** Start of RECORDS TO USE **

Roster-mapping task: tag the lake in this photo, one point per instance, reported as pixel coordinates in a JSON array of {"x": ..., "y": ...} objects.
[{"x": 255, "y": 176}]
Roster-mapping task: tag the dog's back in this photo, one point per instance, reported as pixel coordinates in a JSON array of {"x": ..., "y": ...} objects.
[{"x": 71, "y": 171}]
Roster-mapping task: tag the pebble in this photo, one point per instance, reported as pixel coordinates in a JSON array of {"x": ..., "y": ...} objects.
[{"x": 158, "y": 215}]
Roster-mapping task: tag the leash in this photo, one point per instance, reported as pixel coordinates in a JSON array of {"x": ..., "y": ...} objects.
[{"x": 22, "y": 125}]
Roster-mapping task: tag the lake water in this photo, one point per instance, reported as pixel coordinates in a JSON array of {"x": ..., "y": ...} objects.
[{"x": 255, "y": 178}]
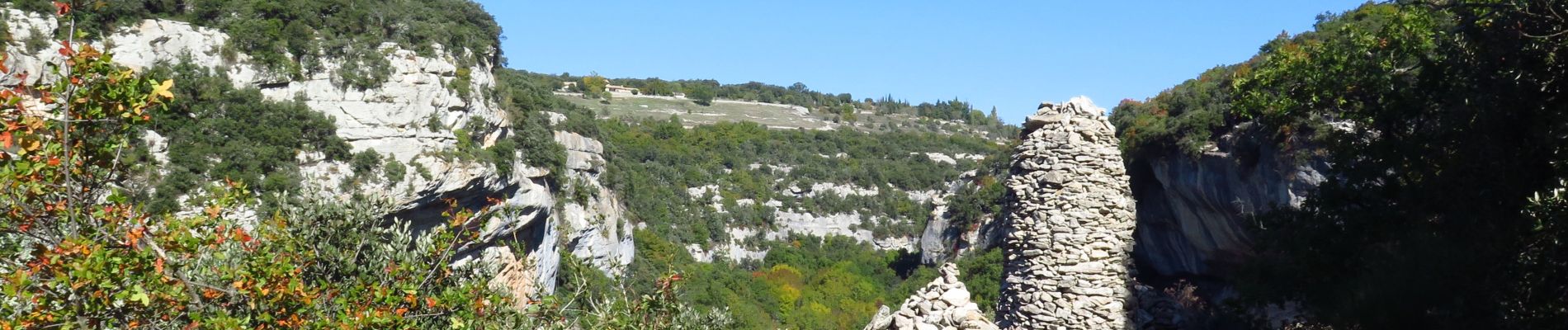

** End of RECORDS TO USE **

REQUIREMENTS:
Rewrite all of the rows above with "photo" changed to "image" and nothing else altered. Leave the picture out of your answer.

COMPLETE RESPONSE:
Roster-mapping task: tag the lake in this image, one point per instance, reported as pixel coordinates in a JSON array of {"x": ..., "y": ...} objects.
[{"x": 255, "y": 176}]
Roster-mapping task: tag the dog's back in this image, one point per instance, reported as pixel coordinates in a JSON array of {"x": ..., "y": ...} objects.
[{"x": 71, "y": 171}]
Roster-mapping task: tag the pebble in this image, one point per instance, reported as pixel coordinates in a JSON array of {"x": ..., "y": ...} objects.
[{"x": 158, "y": 215}]
Roster-mapping task: tag the leash in this image, one point per instance, reported as pixel coordinates in a JSON array of {"x": ..., "y": ...} objects.
[{"x": 22, "y": 125}]
Roster-mapping task: tag the lake water in this image, one point per instance, reported as pixel coordinates in a JSON array of {"x": ..., "y": ...} objects.
[{"x": 255, "y": 178}]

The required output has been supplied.